→ **Provided text**:
Start
The failure of the robotics community to previously speak with one voice has resulted in inconsistent funding and missed opportunities, said Matthew T. Mason, director of Carnegie Mellon’s Robotics Institute. “The technology is finding wider application, but its full potential is not fully appreciated by policy makers,” he explained. “We need to develop a common vision so that we can work effectively with the Congressional Robotics Caucus and with funding agencies.”

Christensen noted that all of the planning events are designed to focus on the research needs that are vital to the development of a growing robotics industry.

“Several key competencies are not available today,” Christensen said. “Through a community effort that includes end-users, industry and academia, the key challenges and opportunities will be identified. The workshops and conferences will allow us to develop a mature plan.”

“The key to the workshops will be the collaborative discussions between representatives from both academia and industry,” stated John Reid, Director, Product Technology and Innovation at John Deere’s Moline Technology Innovation Center. “We need to proceed in a market-driven fashion to envision key future robotics-enabled capabilities and then map these capabilities to the required robotics technologies that we need to be researching and developing today.”

Doyle and Wamp of the Congressional Robotics Caucus expressed enthusiasm for the effort.

“We applaud the researchers at some of our nation’s top universities for this effort to craft a national agenda for robotics research,” they said in a statement released by the caucus. “We especially want to commend the presidents of Carnegie Mellon and Georgia Tech for their initiative in organizing this conference. The Congressional Robotics Caucus looks forward to reviewing the results of this important work so that we can more fully understand the impact that robotics is likely to have on the future security and prosperity of our nation.”
End
→ **Supplied data**:
Start
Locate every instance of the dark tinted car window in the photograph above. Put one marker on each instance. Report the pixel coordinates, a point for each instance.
End
→ **Aim of the exercise**: According to the text on the national robotics research agenda, who directs Carnegie Mellon's Robotics Institute?

→ **Answer to this task**: Matthew T. Mason